--- SOURCE DOCUMENT Enclosed Below ---

** spoiler alert **
I heard about this book from a book club that I've recently joined that focuses on post-apocalyptic fiction. Oryx and Crake definitely fits the theme. The only other book I've read by Margaret Atwood is The Handmaid's Tale
. Oryx and Crake reminds me of this book only in what seems to be its purpose - commentary on the flaws of modern society.
The near future of this book is one where the US is split between privileged and hermetically sealed Compounds (with all of the worse excesses and polished blandness of a suburban gated community) and the pleeblands where life is messier, more germ filled, and subordinate. Out of the Compounds comes the genius Crake, who uses his genius to create a virus intentionally designed to destroy humankind and to replace them with his humanoid creations. One of the few humans to survive (a friend of Crake's charged with caring for these creatures) called these things Crakers.

--- End of Enclosed SOURCE DOCUMENT ---
--- DATA SECTION Enclosed Below ---

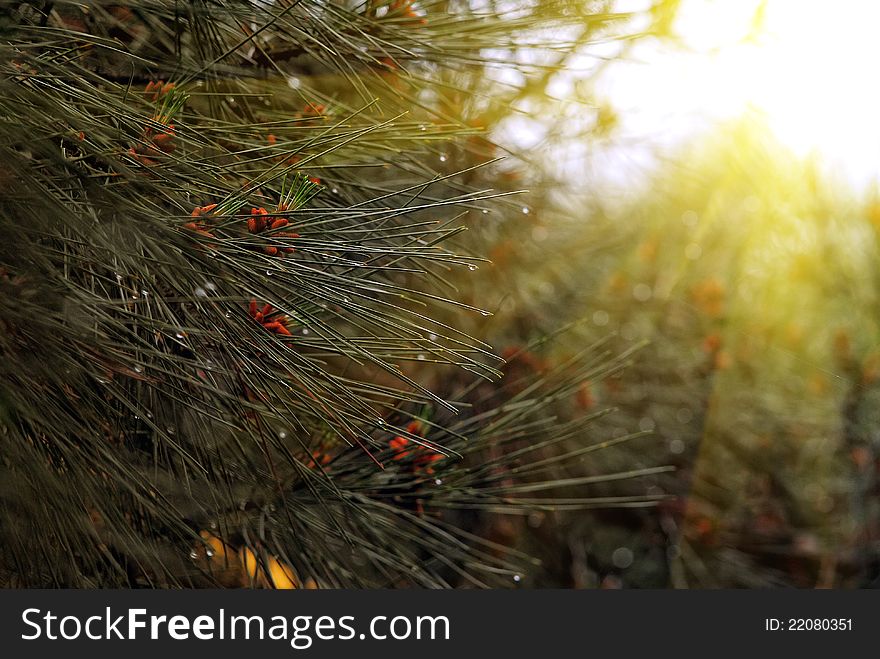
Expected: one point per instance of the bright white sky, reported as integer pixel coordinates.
(810, 67)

--- End of Enclosed DATA SECTION ---

## YOUR TASKS
A. Using the review of Oryx and Crake, explain in one to three sentences why the book reminds the reviewer of The Handmaid's Tale.
B. Reproduce from the review of Oryx and Crake the stretch from "The near future" through "these things Crakers.".

## RESPONSES TO THE TASKS
A. The reviewer says Oryx and Crake resembles The Handmaid's Tale only in what seems to be its purpose. That purpose is commentary on the flaws of modern society.

B.
The near future of this book is one where the US is split between privileged and hermetically sealed Compounds (with all of the worse excesses and polished blandness of a suburban gated community) and the pleeblands where life is messier, more germ filled, and subordinate. Out of the Compounds comes the genius Crake, who uses his genius to create a virus intentionally designed to destroy humankind and to replace them with his humanoid creations. One of the few humans to survive (a friend of Crake's charged with caring for these creatures) called these things Crakers.